━━━ SUPPLIED INFORMATION
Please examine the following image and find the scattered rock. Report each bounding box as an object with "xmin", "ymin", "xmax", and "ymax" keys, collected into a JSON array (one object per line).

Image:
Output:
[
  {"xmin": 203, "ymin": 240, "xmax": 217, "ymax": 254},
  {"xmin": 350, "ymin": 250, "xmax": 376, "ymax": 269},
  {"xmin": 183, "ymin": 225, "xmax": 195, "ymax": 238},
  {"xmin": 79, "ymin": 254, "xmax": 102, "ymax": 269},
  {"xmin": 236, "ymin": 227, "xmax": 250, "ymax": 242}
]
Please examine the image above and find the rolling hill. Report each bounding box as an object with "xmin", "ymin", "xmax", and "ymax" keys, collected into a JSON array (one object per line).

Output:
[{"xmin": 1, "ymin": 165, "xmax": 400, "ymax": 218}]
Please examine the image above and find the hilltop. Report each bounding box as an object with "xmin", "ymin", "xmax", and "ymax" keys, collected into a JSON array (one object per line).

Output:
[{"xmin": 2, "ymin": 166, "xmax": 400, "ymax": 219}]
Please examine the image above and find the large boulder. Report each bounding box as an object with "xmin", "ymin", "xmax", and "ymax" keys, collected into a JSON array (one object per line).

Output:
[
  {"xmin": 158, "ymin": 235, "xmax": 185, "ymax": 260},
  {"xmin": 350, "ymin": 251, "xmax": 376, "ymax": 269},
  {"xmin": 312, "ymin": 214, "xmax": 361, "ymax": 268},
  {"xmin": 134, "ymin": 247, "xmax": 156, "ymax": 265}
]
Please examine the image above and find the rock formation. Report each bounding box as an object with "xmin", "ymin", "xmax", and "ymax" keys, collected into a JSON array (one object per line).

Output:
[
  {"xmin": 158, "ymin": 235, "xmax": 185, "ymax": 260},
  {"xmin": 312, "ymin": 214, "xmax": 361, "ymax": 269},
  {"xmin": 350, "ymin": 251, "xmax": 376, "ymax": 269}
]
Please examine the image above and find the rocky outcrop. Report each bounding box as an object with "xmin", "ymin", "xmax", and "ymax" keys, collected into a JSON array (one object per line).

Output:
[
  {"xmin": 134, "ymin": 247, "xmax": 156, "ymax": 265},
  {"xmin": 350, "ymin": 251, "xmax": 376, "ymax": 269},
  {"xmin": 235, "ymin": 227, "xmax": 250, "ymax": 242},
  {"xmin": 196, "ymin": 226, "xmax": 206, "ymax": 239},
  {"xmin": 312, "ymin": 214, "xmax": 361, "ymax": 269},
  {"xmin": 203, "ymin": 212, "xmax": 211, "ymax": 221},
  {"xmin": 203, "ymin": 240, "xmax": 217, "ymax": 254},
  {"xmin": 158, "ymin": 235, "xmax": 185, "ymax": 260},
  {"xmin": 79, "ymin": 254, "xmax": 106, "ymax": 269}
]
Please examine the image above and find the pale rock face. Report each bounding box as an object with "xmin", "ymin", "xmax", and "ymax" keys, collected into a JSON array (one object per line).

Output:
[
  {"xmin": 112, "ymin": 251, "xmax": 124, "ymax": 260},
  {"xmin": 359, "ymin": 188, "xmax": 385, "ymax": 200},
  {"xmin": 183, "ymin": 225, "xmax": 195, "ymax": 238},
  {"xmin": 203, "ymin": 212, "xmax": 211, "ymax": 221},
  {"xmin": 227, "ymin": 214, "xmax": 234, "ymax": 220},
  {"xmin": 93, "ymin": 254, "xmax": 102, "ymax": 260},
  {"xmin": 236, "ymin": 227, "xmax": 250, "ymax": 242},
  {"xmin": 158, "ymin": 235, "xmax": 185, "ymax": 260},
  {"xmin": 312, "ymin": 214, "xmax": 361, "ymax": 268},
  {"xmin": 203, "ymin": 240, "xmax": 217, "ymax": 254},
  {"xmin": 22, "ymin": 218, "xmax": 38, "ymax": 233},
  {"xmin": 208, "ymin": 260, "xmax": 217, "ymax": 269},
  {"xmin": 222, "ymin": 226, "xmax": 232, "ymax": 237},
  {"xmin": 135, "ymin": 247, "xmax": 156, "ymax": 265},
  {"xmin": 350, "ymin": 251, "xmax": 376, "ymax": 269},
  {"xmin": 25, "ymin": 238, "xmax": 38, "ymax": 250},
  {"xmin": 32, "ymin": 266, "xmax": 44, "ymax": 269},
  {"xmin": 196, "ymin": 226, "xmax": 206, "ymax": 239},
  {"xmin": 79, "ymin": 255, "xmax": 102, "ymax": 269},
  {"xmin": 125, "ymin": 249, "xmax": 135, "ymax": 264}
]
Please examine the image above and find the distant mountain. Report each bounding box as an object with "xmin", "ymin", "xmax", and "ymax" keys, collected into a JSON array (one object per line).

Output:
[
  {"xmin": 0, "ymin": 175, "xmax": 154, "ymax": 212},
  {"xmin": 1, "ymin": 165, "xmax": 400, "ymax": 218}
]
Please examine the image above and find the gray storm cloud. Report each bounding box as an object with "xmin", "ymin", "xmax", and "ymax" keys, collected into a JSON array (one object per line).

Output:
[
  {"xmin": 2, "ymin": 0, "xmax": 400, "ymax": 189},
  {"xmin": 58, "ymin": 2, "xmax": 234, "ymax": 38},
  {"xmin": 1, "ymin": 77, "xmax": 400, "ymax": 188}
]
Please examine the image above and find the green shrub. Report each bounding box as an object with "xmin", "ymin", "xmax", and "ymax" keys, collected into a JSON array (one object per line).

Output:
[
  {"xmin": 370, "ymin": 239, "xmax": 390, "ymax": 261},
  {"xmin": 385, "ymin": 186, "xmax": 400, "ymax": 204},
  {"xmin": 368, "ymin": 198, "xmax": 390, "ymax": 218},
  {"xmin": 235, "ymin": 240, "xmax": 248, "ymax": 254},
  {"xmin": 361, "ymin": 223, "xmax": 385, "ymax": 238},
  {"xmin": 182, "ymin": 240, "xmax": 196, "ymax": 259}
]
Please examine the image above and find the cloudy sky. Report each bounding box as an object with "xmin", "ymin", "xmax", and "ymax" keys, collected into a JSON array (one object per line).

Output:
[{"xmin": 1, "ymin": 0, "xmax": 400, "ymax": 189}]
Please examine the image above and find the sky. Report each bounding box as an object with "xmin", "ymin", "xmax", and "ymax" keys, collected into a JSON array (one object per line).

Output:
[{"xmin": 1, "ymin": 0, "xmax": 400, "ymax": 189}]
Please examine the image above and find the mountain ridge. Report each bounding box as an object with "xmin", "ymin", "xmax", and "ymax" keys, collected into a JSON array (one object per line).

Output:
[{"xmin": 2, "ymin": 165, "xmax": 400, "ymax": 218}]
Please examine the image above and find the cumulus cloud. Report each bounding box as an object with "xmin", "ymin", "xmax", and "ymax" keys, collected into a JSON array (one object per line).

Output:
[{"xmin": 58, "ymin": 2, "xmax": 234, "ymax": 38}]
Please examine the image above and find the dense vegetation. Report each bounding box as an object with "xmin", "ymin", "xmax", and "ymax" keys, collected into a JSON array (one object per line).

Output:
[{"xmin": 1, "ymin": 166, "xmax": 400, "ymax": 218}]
━━━━━━
PROBLEM:
Copy every line of the records above exactly.

RESULT FOR THIS EXERCISE:
Please examine the following image and find the scattered rock. Report each bounding box as an object with "xmin", "ymin", "xmax", and "ymax" keys, collected into a JSON array (one object per line).

Image:
Output:
[
  {"xmin": 203, "ymin": 240, "xmax": 217, "ymax": 254},
  {"xmin": 350, "ymin": 250, "xmax": 376, "ymax": 269},
  {"xmin": 183, "ymin": 225, "xmax": 195, "ymax": 238},
  {"xmin": 79, "ymin": 254, "xmax": 102, "ymax": 269},
  {"xmin": 236, "ymin": 227, "xmax": 250, "ymax": 242}
]
Please examine the image above and find the rolling hill. Report each bounding box as an object with "xmin", "ymin", "xmax", and "ymax" keys, collected into a JSON array (one object per line).

Output:
[{"xmin": 1, "ymin": 165, "xmax": 400, "ymax": 218}]
Please examine the image above and find the hilltop. Report each bounding box as an object with "xmin", "ymin", "xmax", and "ymax" keys, collected into a JSON array (one object per line).

Output:
[{"xmin": 2, "ymin": 166, "xmax": 400, "ymax": 219}]
Please examine the image above and find the large boulder. Report each bounding box as an object with "xmin", "ymin", "xmax", and "ymax" keys, collected into a JSON array (one object per line).

Output:
[
  {"xmin": 158, "ymin": 235, "xmax": 185, "ymax": 260},
  {"xmin": 350, "ymin": 251, "xmax": 376, "ymax": 269},
  {"xmin": 312, "ymin": 214, "xmax": 361, "ymax": 268},
  {"xmin": 134, "ymin": 247, "xmax": 156, "ymax": 265}
]
Please examine the image above and find the rock formation. Report each bounding box as an object with "xmin", "ymin", "xmax", and "ymax" keys, collected into a JSON array (one object per line).

Output:
[
  {"xmin": 158, "ymin": 235, "xmax": 185, "ymax": 260},
  {"xmin": 312, "ymin": 214, "xmax": 361, "ymax": 269},
  {"xmin": 350, "ymin": 251, "xmax": 376, "ymax": 269}
]
Please examine the image above and find the rocky outcrop. Report each bounding box as an object with "xmin", "ymin", "xmax", and "ymax" keys, collected into a JSON array (one object per line).

Output:
[
  {"xmin": 134, "ymin": 247, "xmax": 156, "ymax": 265},
  {"xmin": 350, "ymin": 251, "xmax": 376, "ymax": 269},
  {"xmin": 235, "ymin": 227, "xmax": 250, "ymax": 242},
  {"xmin": 196, "ymin": 226, "xmax": 206, "ymax": 239},
  {"xmin": 312, "ymin": 214, "xmax": 361, "ymax": 269},
  {"xmin": 203, "ymin": 212, "xmax": 211, "ymax": 221},
  {"xmin": 203, "ymin": 240, "xmax": 217, "ymax": 254},
  {"xmin": 158, "ymin": 235, "xmax": 185, "ymax": 260},
  {"xmin": 79, "ymin": 254, "xmax": 106, "ymax": 269}
]
Please examine the image above and find the pale rock face. Report each bounding box as an object with "xmin", "ymin", "xmax", and "ymax" keys, collected into a JSON array (one object per line).

Output:
[
  {"xmin": 112, "ymin": 251, "xmax": 124, "ymax": 260},
  {"xmin": 359, "ymin": 188, "xmax": 385, "ymax": 200},
  {"xmin": 183, "ymin": 225, "xmax": 195, "ymax": 238},
  {"xmin": 203, "ymin": 212, "xmax": 211, "ymax": 221},
  {"xmin": 227, "ymin": 214, "xmax": 234, "ymax": 220},
  {"xmin": 93, "ymin": 254, "xmax": 102, "ymax": 260},
  {"xmin": 236, "ymin": 227, "xmax": 250, "ymax": 242},
  {"xmin": 158, "ymin": 235, "xmax": 185, "ymax": 260},
  {"xmin": 312, "ymin": 214, "xmax": 361, "ymax": 268},
  {"xmin": 203, "ymin": 240, "xmax": 217, "ymax": 254},
  {"xmin": 22, "ymin": 218, "xmax": 38, "ymax": 233},
  {"xmin": 208, "ymin": 260, "xmax": 217, "ymax": 269},
  {"xmin": 222, "ymin": 226, "xmax": 232, "ymax": 237},
  {"xmin": 135, "ymin": 247, "xmax": 156, "ymax": 265},
  {"xmin": 350, "ymin": 251, "xmax": 376, "ymax": 269},
  {"xmin": 25, "ymin": 238, "xmax": 38, "ymax": 250},
  {"xmin": 32, "ymin": 266, "xmax": 44, "ymax": 269},
  {"xmin": 196, "ymin": 226, "xmax": 206, "ymax": 239},
  {"xmin": 79, "ymin": 255, "xmax": 102, "ymax": 269},
  {"xmin": 125, "ymin": 249, "xmax": 135, "ymax": 264}
]
Please examine the image above and find the distant mountain. Report each bounding box as an object with "xmin", "ymin", "xmax", and "ymax" keys, collected into a JSON array (one object per line).

Output:
[
  {"xmin": 0, "ymin": 175, "xmax": 154, "ymax": 212},
  {"xmin": 1, "ymin": 165, "xmax": 400, "ymax": 218}
]
Please examine the image above and find the gray storm cloud. Report each bounding box as an object with "xmin", "ymin", "xmax", and "ymax" keys, collected into a JSON array (one object per line).

Output:
[
  {"xmin": 2, "ymin": 0, "xmax": 400, "ymax": 189},
  {"xmin": 58, "ymin": 2, "xmax": 234, "ymax": 38},
  {"xmin": 1, "ymin": 77, "xmax": 400, "ymax": 188}
]
Please examine the image above and find the green shrub. Report each bounding box as an object with "xmin", "ymin", "xmax", and "ymax" keys, collected into a JSON array (one object per line).

Output:
[
  {"xmin": 370, "ymin": 239, "xmax": 390, "ymax": 261},
  {"xmin": 385, "ymin": 186, "xmax": 400, "ymax": 204},
  {"xmin": 368, "ymin": 198, "xmax": 390, "ymax": 218},
  {"xmin": 235, "ymin": 240, "xmax": 248, "ymax": 254},
  {"xmin": 361, "ymin": 223, "xmax": 385, "ymax": 238},
  {"xmin": 182, "ymin": 240, "xmax": 196, "ymax": 259}
]
Please examine the image above and find the cloudy sky. Report each bounding box as an object with "xmin", "ymin", "xmax", and "ymax" keys, collected into a JSON array (one object per line).

Output:
[{"xmin": 1, "ymin": 0, "xmax": 400, "ymax": 189}]
Please examine the image above and find the sky. Report each bounding box as an object with "xmin", "ymin", "xmax", and "ymax" keys, collected into a JSON array (one object per line).

Output:
[{"xmin": 1, "ymin": 0, "xmax": 400, "ymax": 189}]
Please examine the image above and find the mountain ridge. Report each bounding box as an object with "xmin", "ymin", "xmax", and "ymax" keys, collected into a JSON array (one object per line).

Output:
[{"xmin": 2, "ymin": 165, "xmax": 400, "ymax": 218}]
Please examine the image above and find the cumulus cloud. Report each bounding box as an object with "xmin", "ymin", "xmax", and "ymax" keys, collected into a JSON array (one object per line).

Output:
[{"xmin": 58, "ymin": 2, "xmax": 234, "ymax": 38}]
Please examine the image above and find the dense vegetation. Report each bounding box as an object with "xmin", "ymin", "xmax", and "ymax" keys, collected into a JSON array (one object per line).

Output:
[{"xmin": 1, "ymin": 166, "xmax": 400, "ymax": 218}]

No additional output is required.